*Aufgaben*.
1. Welches Bauteil wurde laut dem Forenthread zum knackenden Radon ZR Race 8.0 bereits nachgezogen?
2. Fasse im Forenthread zum knackenden Radon ZR Race 8.0 den Absatz, der mit „Ich vermute es liegt an der Federgabel“ beginnt, kürzer zusammen, ohne seine wesentlichen Angaben wegzulassen.
3. Schreibe den Forenthread zum knackenden Radon ZR Race 8.0 im Anschluss an seinen letzten gezeigten Satz weiter.

*Beitrag*.
__________
# Radon ZR Race 8.0 knackt



## HatschiAlbabar (25. September 2016)

Nachdem ich mittlerweile das zweite Problem an meinem neuen! Rad beseitigt habe, bekomme ich das dritte nicht behoben...

Sobald ich mit dem Rad ins Gelände fahre fängt es nach kurzer Zeit an zu knacken. 




Im Stand mit angezogener Bremse und eintauchen der Federgabel knackt es ebenfalls. 




Ich vermute es liegt an der Federgabel denn das Steuerlager wurde schon nachgezogen. Gibt es Ideen wie man das Problem beheben kann?

Grüße
Hatschi


----------



## Radon-Bikes (4. Oktober 2016)

HatschiAlbabar schrieb:


> Nachdem ich mittlerweile das zweite Problem an meinem neuen! Rad beseitigt habe, bekomme ich das dritte nicht behoben...
> 
> Sobald ich mit dem Rad ins Gelände fahre fängt es nach kurzer Zeit an zu knacken.
> 
> ...
__________
*Gespeicherte Daten*.
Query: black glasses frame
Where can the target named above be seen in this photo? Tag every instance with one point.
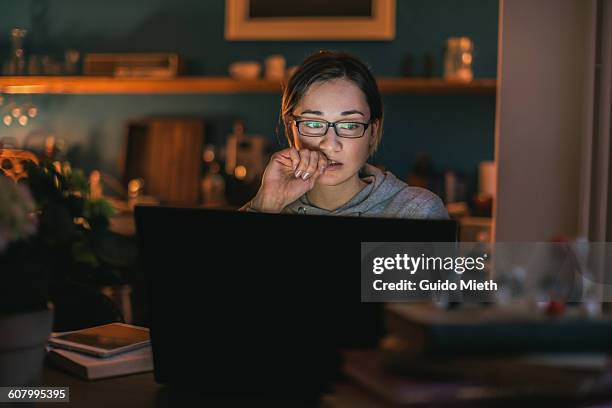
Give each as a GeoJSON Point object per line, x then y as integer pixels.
{"type": "Point", "coordinates": [331, 124]}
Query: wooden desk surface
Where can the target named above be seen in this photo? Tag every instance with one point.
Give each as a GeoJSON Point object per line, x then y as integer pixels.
{"type": "Point", "coordinates": [139, 390]}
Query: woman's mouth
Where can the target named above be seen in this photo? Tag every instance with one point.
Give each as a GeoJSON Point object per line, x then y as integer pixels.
{"type": "Point", "coordinates": [333, 165]}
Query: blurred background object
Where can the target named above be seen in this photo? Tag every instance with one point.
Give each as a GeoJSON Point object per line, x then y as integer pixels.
{"type": "Point", "coordinates": [458, 59]}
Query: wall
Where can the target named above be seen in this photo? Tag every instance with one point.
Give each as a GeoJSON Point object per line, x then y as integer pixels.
{"type": "Point", "coordinates": [542, 96]}
{"type": "Point", "coordinates": [457, 131]}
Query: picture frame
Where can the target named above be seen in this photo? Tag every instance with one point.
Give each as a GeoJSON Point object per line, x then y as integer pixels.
{"type": "Point", "coordinates": [370, 20]}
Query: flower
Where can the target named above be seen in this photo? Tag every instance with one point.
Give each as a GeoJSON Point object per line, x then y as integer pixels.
{"type": "Point", "coordinates": [17, 212]}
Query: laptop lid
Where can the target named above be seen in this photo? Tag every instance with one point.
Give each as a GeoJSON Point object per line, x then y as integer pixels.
{"type": "Point", "coordinates": [254, 302]}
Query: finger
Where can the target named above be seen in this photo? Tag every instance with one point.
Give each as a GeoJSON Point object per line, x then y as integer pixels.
{"type": "Point", "coordinates": [295, 157]}
{"type": "Point", "coordinates": [322, 165]}
{"type": "Point", "coordinates": [304, 161]}
{"type": "Point", "coordinates": [283, 159]}
{"type": "Point", "coordinates": [312, 165]}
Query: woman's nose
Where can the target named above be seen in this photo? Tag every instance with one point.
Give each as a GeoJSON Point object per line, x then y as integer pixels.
{"type": "Point", "coordinates": [330, 141]}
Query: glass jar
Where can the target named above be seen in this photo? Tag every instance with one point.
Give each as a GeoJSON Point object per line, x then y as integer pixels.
{"type": "Point", "coordinates": [458, 59]}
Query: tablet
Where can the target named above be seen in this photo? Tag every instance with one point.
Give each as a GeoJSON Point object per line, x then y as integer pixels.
{"type": "Point", "coordinates": [103, 341]}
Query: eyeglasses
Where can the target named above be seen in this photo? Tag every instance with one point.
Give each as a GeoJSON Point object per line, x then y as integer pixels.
{"type": "Point", "coordinates": [318, 128]}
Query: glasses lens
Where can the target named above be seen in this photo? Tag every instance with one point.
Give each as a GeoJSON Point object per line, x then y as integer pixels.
{"type": "Point", "coordinates": [312, 128]}
{"type": "Point", "coordinates": [350, 129]}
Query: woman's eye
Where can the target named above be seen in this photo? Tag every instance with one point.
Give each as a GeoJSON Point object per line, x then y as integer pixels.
{"type": "Point", "coordinates": [314, 125]}
{"type": "Point", "coordinates": [348, 125]}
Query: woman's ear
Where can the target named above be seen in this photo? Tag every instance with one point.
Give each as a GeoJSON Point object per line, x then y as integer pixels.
{"type": "Point", "coordinates": [373, 132]}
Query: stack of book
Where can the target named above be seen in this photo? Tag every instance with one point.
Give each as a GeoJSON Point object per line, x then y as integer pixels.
{"type": "Point", "coordinates": [472, 356]}
{"type": "Point", "coordinates": [100, 352]}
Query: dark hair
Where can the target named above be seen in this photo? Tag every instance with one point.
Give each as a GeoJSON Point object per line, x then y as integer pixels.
{"type": "Point", "coordinates": [325, 66]}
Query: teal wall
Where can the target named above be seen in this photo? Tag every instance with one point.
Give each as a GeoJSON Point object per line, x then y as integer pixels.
{"type": "Point", "coordinates": [456, 131]}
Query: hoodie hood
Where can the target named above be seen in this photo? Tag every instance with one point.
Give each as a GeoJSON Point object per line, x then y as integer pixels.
{"type": "Point", "coordinates": [384, 196]}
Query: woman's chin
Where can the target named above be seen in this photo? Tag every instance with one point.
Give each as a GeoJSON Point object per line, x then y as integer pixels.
{"type": "Point", "coordinates": [329, 179]}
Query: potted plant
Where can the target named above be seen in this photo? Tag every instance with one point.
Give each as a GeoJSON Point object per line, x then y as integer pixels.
{"type": "Point", "coordinates": [51, 238]}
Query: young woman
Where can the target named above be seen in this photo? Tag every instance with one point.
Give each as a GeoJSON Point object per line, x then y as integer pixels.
{"type": "Point", "coordinates": [333, 117]}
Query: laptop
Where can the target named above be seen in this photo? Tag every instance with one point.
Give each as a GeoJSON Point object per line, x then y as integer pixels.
{"type": "Point", "coordinates": [245, 303]}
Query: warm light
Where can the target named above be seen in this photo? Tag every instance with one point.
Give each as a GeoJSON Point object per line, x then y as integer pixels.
{"type": "Point", "coordinates": [134, 187]}
{"type": "Point", "coordinates": [209, 155]}
{"type": "Point", "coordinates": [466, 58]}
{"type": "Point", "coordinates": [240, 172]}
{"type": "Point", "coordinates": [94, 177]}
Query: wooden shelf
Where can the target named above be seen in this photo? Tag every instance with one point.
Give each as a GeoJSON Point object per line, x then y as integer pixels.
{"type": "Point", "coordinates": [218, 85]}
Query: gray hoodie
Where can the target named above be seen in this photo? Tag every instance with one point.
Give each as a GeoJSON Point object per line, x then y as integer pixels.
{"type": "Point", "coordinates": [384, 196]}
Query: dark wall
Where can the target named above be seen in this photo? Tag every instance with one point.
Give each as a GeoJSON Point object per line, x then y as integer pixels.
{"type": "Point", "coordinates": [456, 131]}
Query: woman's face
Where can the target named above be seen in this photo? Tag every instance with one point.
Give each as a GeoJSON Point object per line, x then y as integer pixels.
{"type": "Point", "coordinates": [333, 101]}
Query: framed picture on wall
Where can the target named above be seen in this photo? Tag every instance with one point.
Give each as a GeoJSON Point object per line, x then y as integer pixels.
{"type": "Point", "coordinates": [290, 20]}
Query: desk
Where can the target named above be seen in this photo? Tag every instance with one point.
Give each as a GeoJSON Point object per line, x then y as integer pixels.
{"type": "Point", "coordinates": [139, 390]}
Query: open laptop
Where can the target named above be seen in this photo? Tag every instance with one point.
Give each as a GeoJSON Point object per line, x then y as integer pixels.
{"type": "Point", "coordinates": [244, 303]}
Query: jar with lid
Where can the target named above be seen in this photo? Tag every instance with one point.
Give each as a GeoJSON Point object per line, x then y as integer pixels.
{"type": "Point", "coordinates": [458, 59]}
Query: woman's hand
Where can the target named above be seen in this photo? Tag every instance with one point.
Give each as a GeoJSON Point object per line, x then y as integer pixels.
{"type": "Point", "coordinates": [289, 175]}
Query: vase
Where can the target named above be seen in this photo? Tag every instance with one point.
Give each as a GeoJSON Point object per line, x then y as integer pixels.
{"type": "Point", "coordinates": [23, 337]}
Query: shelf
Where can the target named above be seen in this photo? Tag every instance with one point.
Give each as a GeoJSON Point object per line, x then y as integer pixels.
{"type": "Point", "coordinates": [217, 85]}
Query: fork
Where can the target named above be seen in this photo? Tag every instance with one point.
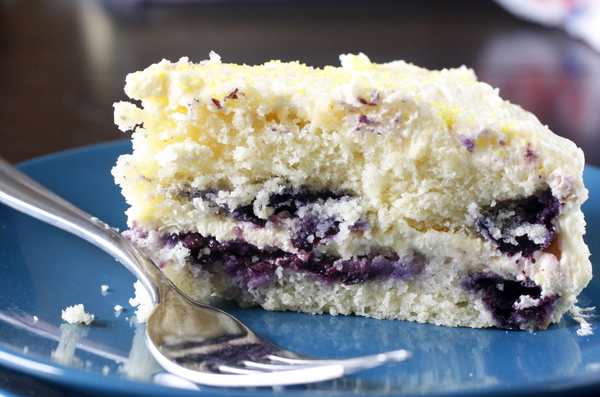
__________
*Lösungen*.
1. Das Steuerlager wurde bereits nachgezogen.

2. Als Ursache wird die Federgabel vermutet, weil das Steuerlager schon nachgezogen wurde; gefragt wird nach Ideen zur Behebung.

3.
Hi,

eine Ferndiagnose ist hier schwer. Hast Du den Steuersatz auch schon einmal geprüft und nachgefettet? Es kann durchaus sein, dass hier der Grund für das Knacken liegt.

Gruß, Andi


----------



## MTB-News.de




----------



## ZR_Race (18. Juli 2017)

Hallo,

ich habe das gleiche Problem. Bei dir im Video klingt es noch rel leise, bei mir ist es penetrant!  

Ich habe den kurzen Test gemacht u ein anderes Vorderrad eingesetzt => Problem behoben. Das Knacken kommt also definitiv vom Rad! 

@ Radon Bikes

Ist das ein Reklamationsgrund?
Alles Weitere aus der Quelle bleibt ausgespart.